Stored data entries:

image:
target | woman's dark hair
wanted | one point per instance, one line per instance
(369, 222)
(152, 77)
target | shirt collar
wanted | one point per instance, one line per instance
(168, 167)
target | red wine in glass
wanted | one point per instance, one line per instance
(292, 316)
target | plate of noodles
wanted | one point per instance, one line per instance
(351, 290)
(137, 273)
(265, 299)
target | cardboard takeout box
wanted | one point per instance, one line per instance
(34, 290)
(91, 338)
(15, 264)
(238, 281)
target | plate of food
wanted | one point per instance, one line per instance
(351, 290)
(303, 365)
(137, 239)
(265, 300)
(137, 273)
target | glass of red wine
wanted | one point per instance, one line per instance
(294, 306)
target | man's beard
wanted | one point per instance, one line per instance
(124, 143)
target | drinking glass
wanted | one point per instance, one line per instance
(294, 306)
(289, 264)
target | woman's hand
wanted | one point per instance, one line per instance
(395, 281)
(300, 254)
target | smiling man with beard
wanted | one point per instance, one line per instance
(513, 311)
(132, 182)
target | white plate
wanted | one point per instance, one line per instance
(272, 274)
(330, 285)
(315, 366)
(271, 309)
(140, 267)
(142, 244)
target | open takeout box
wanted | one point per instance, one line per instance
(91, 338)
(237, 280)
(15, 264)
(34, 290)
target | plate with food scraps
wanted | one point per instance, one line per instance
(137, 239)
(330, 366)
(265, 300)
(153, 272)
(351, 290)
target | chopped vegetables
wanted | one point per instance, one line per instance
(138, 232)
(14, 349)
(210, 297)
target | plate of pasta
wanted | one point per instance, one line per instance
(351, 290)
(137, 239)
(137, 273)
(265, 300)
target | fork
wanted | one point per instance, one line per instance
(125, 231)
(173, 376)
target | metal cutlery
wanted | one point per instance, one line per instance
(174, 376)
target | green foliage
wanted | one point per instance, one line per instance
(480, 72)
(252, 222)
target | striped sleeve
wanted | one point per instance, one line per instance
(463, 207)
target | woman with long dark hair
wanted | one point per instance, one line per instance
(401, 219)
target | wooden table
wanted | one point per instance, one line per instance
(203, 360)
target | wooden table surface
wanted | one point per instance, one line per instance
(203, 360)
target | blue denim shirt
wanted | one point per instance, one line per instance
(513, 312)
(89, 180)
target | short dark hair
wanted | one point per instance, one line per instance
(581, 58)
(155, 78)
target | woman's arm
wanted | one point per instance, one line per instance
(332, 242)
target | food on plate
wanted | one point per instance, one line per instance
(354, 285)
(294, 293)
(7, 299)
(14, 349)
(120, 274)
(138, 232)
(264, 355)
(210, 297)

Required action:
Count how many lines in the data contain the word "dark". Reply with that number only.

Answer box:
3